Aim:
Each line that follows should be printed again exactly as it stands.

Point-based annotation data:
* * *
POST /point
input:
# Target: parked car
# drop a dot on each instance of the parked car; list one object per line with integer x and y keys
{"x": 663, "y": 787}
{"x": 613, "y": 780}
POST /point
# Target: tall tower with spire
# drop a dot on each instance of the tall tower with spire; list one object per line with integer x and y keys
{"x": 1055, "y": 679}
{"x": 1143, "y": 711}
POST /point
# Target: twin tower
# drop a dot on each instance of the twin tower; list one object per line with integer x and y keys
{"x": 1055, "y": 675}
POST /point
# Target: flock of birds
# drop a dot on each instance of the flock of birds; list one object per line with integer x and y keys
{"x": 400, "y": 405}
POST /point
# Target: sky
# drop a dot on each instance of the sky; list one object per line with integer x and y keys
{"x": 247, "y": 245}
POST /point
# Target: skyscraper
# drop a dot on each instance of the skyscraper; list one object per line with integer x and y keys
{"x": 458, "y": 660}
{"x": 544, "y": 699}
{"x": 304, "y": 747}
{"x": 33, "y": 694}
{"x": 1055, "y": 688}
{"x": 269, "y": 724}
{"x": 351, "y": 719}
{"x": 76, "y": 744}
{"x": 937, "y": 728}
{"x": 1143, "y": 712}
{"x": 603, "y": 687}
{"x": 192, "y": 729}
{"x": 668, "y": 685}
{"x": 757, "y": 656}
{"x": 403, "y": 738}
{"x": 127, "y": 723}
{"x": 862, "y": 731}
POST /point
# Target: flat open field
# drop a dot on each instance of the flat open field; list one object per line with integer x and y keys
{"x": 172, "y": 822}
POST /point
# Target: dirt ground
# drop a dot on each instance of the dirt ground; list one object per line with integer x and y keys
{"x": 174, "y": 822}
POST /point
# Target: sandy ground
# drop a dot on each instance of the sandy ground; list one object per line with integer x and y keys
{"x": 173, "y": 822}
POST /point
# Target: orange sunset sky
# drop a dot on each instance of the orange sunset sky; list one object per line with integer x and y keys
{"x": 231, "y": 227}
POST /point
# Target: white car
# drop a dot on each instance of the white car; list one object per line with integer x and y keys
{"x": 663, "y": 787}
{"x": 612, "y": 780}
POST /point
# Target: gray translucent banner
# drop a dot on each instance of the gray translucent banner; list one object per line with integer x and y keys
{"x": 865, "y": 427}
* * *
Response to the task:
POST /point
input:
# Target: parked car
# drop a dot on each instance of the parked car; list one object per line with integer x and y keys
{"x": 663, "y": 787}
{"x": 613, "y": 780}
POST /point
# Target: tall tower with spire
# drop a dot on each instance of the tall tower with spire; list one object per line with integer x and y keys
{"x": 1055, "y": 679}
{"x": 1143, "y": 711}
POST /point
# Target: twin tower
# drop a dot on each instance of the twin tower; list one object per line with integer x and y keys
{"x": 1055, "y": 675}
POST /point
# Target: flock of birds
# drop a dot on each instance of the flock of birds; list one object per line with integer x and y keys
{"x": 400, "y": 405}
POST /point
# Target: sky
# drop a dot on each instance of the sky; list one object per line with integer x and y keys
{"x": 247, "y": 245}
POST /point
# Target: skyscraper
# drop a dot on each instance of the skyscraper; list one object per line with integer x and y keys
{"x": 458, "y": 660}
{"x": 544, "y": 699}
{"x": 304, "y": 747}
{"x": 33, "y": 694}
{"x": 1055, "y": 688}
{"x": 269, "y": 724}
{"x": 351, "y": 719}
{"x": 76, "y": 744}
{"x": 937, "y": 728}
{"x": 1143, "y": 712}
{"x": 603, "y": 687}
{"x": 192, "y": 729}
{"x": 668, "y": 685}
{"x": 757, "y": 656}
{"x": 403, "y": 738}
{"x": 127, "y": 723}
{"x": 862, "y": 731}
POST /point
# Target: flat open field
# drop a dot on each instance of the flat open field; list one object per line with integer x and y keys
{"x": 172, "y": 822}
POST /point
# Target: dirt ground
# drop a dot on each instance of the dirt ground; list one object per line with integer x and y keys
{"x": 174, "y": 822}
POST /point
# Target: sandy ground
# drop a dot on each instance of the sandy ground; list one object per line with integer x and y keys
{"x": 173, "y": 822}
POST /point
# Target: orange sunset sky
# drop a dot on each instance of the orange sunset sky; list one object per line with integer x and y keys
{"x": 231, "y": 227}
POST /point
# Target: white car
# drop a dot on each instance of the white car; list one object per line with integer x and y keys
{"x": 663, "y": 787}
{"x": 612, "y": 780}
POST /point
# Target: gray translucent banner
# drop a dot on each instance of the gray translucent banner; list one object per line with integer x and y keys
{"x": 865, "y": 427}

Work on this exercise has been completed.